Job item
Report only the number of lines in the material that contain the word "clicks", matching case exactly.

Provided data
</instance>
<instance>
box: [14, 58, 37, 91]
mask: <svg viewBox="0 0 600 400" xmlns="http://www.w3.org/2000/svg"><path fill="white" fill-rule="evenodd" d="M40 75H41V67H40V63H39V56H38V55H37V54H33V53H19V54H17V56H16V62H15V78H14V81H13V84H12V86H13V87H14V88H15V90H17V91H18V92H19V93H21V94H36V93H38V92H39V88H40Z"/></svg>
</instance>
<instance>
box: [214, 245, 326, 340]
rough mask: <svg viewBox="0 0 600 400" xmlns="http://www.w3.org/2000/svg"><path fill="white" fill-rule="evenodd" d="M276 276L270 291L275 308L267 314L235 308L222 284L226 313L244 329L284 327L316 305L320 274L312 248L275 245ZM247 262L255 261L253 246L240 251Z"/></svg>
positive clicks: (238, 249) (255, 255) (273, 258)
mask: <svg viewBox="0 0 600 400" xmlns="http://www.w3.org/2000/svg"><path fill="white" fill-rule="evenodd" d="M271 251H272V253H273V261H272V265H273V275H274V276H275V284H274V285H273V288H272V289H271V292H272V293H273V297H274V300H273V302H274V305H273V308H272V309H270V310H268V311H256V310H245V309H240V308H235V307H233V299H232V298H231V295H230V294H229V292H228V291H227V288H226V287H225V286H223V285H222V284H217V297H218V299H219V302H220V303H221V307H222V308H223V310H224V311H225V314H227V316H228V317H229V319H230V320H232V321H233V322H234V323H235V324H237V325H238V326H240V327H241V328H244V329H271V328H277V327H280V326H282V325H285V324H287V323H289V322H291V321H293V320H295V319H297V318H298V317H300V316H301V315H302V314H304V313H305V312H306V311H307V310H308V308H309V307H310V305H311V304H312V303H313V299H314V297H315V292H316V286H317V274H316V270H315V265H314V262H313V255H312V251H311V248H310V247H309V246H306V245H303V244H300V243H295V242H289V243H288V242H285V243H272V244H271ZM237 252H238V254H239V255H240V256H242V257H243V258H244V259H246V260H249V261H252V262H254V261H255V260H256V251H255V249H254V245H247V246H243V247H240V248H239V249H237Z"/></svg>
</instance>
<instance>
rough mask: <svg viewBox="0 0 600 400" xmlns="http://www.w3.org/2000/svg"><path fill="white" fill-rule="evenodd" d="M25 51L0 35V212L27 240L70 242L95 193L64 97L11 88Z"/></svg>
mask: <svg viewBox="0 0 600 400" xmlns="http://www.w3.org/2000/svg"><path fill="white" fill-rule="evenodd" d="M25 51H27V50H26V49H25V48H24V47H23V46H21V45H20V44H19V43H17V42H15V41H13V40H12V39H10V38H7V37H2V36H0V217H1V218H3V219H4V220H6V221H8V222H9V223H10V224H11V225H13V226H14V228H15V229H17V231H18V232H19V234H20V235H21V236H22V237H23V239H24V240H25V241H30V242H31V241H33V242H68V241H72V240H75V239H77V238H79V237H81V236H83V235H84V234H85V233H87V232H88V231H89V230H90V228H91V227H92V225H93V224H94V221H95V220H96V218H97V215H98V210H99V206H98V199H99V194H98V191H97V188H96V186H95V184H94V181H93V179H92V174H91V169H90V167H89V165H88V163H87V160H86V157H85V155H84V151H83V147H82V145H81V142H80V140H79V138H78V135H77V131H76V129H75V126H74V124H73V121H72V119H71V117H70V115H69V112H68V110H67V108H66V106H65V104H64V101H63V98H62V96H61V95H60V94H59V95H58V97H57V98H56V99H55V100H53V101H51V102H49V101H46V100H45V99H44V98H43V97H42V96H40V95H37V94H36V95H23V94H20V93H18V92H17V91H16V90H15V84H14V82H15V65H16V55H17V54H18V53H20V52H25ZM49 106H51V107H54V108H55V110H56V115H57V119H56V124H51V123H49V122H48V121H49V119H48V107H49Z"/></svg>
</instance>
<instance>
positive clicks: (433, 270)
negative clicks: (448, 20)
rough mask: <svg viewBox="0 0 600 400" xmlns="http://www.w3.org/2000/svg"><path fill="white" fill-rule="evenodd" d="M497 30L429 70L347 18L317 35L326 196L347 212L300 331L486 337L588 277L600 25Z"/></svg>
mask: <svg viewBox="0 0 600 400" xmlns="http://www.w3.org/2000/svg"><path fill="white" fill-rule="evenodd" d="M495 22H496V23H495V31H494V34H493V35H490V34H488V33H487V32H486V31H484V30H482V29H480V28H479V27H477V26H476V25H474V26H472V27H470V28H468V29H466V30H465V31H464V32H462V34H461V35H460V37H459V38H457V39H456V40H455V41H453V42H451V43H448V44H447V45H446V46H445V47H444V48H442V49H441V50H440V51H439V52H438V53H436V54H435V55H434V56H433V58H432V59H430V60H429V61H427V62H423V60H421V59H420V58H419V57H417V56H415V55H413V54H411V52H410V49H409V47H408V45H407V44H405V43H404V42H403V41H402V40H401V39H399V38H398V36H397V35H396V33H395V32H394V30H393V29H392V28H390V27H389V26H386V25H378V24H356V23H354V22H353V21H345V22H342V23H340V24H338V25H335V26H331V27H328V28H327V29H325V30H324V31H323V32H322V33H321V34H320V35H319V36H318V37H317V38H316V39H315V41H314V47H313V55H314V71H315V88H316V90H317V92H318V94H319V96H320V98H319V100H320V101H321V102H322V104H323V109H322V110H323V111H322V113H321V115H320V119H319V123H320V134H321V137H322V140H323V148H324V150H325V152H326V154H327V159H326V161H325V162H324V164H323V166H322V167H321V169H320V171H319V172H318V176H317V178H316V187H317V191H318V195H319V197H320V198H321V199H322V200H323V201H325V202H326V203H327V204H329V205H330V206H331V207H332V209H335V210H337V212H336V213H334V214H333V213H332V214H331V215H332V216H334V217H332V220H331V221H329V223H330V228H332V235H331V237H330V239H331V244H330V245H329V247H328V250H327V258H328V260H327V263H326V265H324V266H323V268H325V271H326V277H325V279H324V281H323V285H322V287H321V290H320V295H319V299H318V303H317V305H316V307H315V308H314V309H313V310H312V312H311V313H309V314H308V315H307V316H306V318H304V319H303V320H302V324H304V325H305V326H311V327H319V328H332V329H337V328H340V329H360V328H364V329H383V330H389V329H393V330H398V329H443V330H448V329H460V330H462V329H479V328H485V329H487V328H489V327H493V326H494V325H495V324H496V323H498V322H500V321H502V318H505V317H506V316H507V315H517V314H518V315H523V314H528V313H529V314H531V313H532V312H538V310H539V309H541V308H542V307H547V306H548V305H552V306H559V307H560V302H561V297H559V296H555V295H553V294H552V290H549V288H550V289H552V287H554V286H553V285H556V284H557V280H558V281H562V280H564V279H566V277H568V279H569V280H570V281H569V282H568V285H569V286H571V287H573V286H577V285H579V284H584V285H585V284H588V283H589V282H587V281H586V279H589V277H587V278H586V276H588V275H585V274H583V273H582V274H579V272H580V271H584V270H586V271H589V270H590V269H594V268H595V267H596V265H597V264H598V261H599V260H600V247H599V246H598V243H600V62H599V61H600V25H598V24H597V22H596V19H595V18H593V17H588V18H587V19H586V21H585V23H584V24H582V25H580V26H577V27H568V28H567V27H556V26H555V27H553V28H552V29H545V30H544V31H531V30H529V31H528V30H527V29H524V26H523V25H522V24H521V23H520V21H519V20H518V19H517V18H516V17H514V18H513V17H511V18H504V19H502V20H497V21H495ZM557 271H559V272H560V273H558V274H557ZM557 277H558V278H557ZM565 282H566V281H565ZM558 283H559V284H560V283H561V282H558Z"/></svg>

Solution to the problem
3